Directions: Some of the lines below need repeating. Reproduce exactly those between the lines holding "Target: plain backdrop" and "Target: man", inclusive.

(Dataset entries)
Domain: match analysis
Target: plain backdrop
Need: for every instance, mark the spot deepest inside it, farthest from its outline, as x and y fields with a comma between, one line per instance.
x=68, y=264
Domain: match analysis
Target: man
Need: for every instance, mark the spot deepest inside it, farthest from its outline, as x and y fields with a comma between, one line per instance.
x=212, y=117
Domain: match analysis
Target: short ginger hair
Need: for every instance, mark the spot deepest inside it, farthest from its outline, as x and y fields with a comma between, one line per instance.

Solved exercise:
Target: plain backdrop
Need: for every instance, mark the spot deepest inside it, farthest from its outline, as x and y fields with a comma between, one line per instance.
x=68, y=264
Domain: match analysis
Target: man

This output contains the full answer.